» **Written problem 1**:
Answer these questions from the Oregon Coast text:
(a) How many weeks did the couple spend on the Oregon Coast during their RV trip?
(b) How many miles of coastline are publicly accessible?
(c) In what city do they live now?
» **Written problem 2**: Which lengths of time in the Oregon Coast text are given with a number written in digits? List every one.

═══ Supplied text

Mr. Misadventures and I are drawn to the sea. For most of our adult lives, we’ve lived close to an ocean, if not a large body of water. While living in the San Francisco Bay Area we often planned on doing a 1-week road trip up the Oregon Coast, but somehow it never came together. Which is why one of the places I said had to be included in our 18-month RV trip was the Oregon Coast. We spent 5 weeks there and absolutely loved it! Living in Phoenix now, we really miss the sea, so when we were asked about spending a few days on the Central Oregon Coast, we couldn’t resist.
For more than 50 years every inch of the 363 miles has been publically accessible due to the Oregon Beach Bill, which is why it is known as The People’s Coast. Having lived in a state where that was not the case, I can really appreciate just how special it is. Who loves the beach in the late fall and winter? You? Okay, you can be in my tribe! It’s my favorite time to be on the coast. Plus, we’re big fans of off-season travel. Especially a couple of weeks prior to Christmas. People don’t generally travel at this time because they’re likely going to travel for Christmas. So…all for me!

══════
═══ Material

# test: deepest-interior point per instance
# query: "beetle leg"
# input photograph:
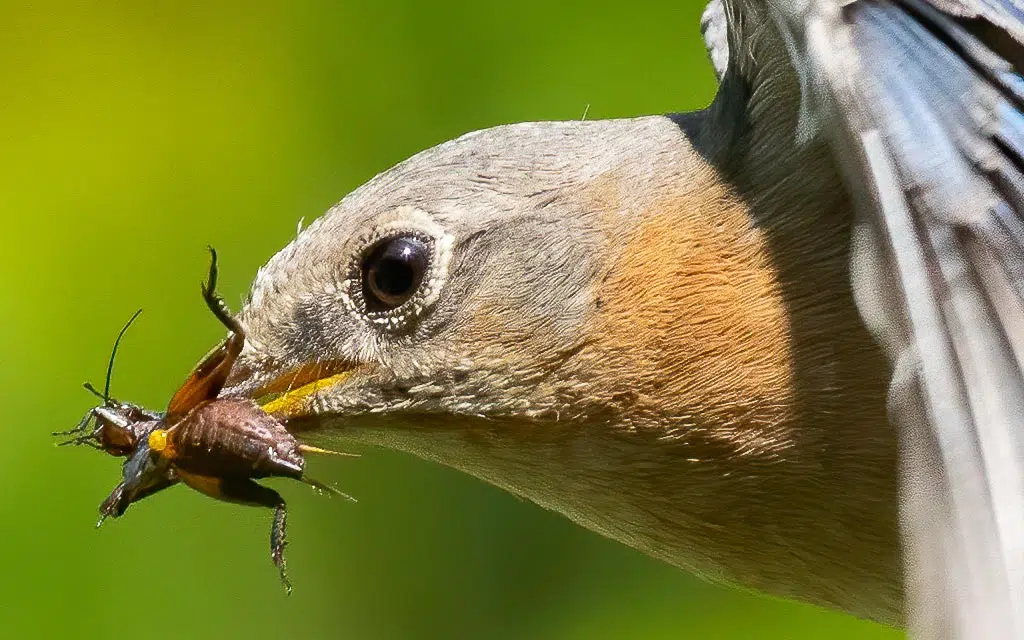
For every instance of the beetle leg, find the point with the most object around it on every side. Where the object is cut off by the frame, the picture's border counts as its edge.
(83, 425)
(249, 493)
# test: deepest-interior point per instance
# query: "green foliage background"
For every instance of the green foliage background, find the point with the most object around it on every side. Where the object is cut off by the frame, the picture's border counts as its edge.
(133, 134)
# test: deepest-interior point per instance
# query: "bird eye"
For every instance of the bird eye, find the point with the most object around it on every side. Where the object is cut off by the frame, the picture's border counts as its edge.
(392, 271)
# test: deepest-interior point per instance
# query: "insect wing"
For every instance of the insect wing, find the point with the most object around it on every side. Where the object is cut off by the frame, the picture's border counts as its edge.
(206, 381)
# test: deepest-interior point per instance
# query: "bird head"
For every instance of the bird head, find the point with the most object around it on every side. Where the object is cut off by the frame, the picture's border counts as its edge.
(582, 313)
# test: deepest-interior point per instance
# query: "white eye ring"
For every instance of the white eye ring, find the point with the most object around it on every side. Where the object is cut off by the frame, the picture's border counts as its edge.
(403, 222)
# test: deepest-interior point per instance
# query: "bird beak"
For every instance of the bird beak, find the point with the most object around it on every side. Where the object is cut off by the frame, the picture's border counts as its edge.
(291, 393)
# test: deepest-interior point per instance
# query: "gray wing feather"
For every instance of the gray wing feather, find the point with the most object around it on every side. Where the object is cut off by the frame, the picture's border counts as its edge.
(923, 103)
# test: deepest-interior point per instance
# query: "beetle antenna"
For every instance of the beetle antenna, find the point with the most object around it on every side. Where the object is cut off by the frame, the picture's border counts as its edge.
(215, 302)
(91, 389)
(110, 365)
(323, 488)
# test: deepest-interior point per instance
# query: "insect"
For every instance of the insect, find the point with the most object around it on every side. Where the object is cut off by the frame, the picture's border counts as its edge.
(216, 445)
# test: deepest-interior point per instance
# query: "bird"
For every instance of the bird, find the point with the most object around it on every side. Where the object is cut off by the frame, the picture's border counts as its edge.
(776, 342)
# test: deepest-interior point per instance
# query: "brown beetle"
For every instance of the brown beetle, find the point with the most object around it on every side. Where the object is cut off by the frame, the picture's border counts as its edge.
(216, 445)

══════

» **Task response 1**:
(a) 5 weeks
(b) 363 miles
(c) Phoenix

» **Task response 2**:
- 1 week (the road trip up the Oregon Coast)
- 18 months (the RV trip)
- 5 weeks (the time spent on the Oregon Coast)
- more than 50 years (the public accessibility of the coastline)